REQUESTS:
**a)** According to the article comparing Croydon with ancient Corinth, what did Paul's gospel proclaim? List each item.
**b)** Write the next part of the article comparing Croydon with ancient Corinth, starting after its final sentence.

READING TEXT:
## Start

Croydon is the new Corinth

By - Wednesday 15th October, 2014

Taking a break from evangelising about #Croydon #TechCity, Jonny Rose compares our town to the ancient city-state

In 49 or 50 C.E., the Apostle Paul arrived in Corinth with a burning desire to spread the gospel (literally, ‘Good News’) of Jesus Christ: proclaiming the forgiveness of sins, freedom for the oppressed and reconciliation for those separated from God.

His choice was no mistake: Corinth, the capital of the province of Achaia, was a city of great social, cultural, and religious diversity, and for all intents and purposes was on the up.

As Paul arrived at Corinth, he would have seen rock piles, ruins of ancient city walls. Rome had destroyed the old Corinth in 146 B.C.E. The city Paul entered was therefore young – not even a century old.

In 44 B.C.E. a decree of Julius Caesar had re-founded Corinth as a Roman colony. Whatever Corinth had been before, it was now going through a period of significant rebranding, rebuilding and regeneration.

“As Paul arrived in Corinth, he would have seen rock piles…”: post-riot Croydon rebuilt.
Photo by Peter Trimming, used under Creative Commons licence.

The Corinthian economy was more wide-ranging than that of many other Roman colonies. In addition to agriculture, Corinth was known for manufacturing and trade, especially of bronze, and the Isthmian games. Corinth would eventually be named as one of the three economic centres of Greece by Plutarch, a writer of the second century.

Paul’s visit came at a significant time for mission work.

## End

INFORMATION PROVIDED:

## Start

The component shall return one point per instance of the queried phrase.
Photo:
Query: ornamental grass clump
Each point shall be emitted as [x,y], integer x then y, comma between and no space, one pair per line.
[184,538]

## End
## Start

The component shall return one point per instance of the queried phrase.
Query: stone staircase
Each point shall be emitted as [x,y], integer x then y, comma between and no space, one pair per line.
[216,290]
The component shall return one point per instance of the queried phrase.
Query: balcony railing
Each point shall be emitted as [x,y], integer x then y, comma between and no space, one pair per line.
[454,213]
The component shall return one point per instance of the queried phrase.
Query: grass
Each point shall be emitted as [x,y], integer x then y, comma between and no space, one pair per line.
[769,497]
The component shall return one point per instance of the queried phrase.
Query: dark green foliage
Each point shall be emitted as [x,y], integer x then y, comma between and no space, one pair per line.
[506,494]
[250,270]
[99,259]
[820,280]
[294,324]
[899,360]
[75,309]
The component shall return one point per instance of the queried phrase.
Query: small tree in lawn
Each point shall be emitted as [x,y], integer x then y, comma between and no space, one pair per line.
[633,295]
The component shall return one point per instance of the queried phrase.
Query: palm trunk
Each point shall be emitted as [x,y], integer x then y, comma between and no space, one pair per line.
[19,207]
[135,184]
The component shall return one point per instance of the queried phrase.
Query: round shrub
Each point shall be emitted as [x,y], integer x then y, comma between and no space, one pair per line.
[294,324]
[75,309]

## End
## Start

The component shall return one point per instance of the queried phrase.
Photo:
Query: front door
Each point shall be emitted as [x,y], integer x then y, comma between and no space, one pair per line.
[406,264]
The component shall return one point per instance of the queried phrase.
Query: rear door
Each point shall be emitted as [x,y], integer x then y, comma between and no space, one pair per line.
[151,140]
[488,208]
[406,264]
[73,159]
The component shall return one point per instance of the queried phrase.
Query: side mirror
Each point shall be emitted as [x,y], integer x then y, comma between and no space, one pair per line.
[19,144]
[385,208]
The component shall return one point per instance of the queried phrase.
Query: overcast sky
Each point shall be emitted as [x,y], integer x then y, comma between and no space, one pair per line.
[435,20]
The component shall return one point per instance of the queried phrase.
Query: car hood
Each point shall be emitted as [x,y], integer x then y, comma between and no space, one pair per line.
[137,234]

## End

TASK-BY-TASK ANSWERS:
**a)**
- the forgiveness of sins
- freedom for the oppressed
- reconciliation for those separated from God

**b)**
The new capital was growing rapidly, eventually peaking at more than half a million inhabitants in the late second century. In the mid-1st century its population was perhaps half that, a melee of state officials, military veterans, traders and mariners from east and west, hucksters, prostitutes and religious charlatans of every stripe. All were drawn in by the growing wealth of this Roman boom town. All desperately in need of hearing the Good News.

Paul and the early church in Corinth

Paul’s first stay at Corinth lasted for eighteen months, where he first met, lived and worked with Aquila and Priscilla, who had been among the Jews ordered out of Rome by Claudius.

When Paul first came to Corinth, he naturally sought out a synagogue, as was his custom, to begin his Christian evangelising: discussing the scriptures with Jews and Greeks alike.

Paul returned after a later missionary journey and remained for another three months.

The Corinthian Christians were the recipients of two Epistles (letters) from Paul, written several years later, after Paul had moved to Ephesus. It is clear from the letters that the church at Corinth reflected the cosmopolitan nature of the city, as they struggled to express their new faith within the cultural milieu of the city.

And yet express their new faith they did.

The result was a burgeoning (albeit fractured) house church movement with groups of believers meeting in homes across the city with congregations including a cross section of society – rich people, tradespeople, slaves, former slaves.

Croydon: London’s most important Christian missionfield

So, to modern day Croydon.

You don’t need to have indulged my smorgasbord of hyperlinks to see why I think Croydon is like Corinth; a young, dynamic town not hidebound by tradition, a mix of ambitious dislocated individuals seeking to make their name and achieve success.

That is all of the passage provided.